### About this task
Reply solely with the number of lines, in the records underneath, that include the word "query".

### Data listing
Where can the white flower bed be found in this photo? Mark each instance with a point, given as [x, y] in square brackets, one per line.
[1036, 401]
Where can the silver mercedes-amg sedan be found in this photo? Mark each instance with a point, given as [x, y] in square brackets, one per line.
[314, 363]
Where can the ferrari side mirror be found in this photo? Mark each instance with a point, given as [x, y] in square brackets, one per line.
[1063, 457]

...

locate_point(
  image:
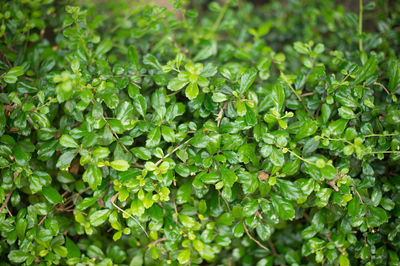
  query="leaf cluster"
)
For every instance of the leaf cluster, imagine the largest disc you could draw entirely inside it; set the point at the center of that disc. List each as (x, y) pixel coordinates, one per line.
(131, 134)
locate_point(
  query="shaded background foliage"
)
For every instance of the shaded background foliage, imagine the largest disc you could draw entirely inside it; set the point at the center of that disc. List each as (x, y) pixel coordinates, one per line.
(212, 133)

### Exercise response
2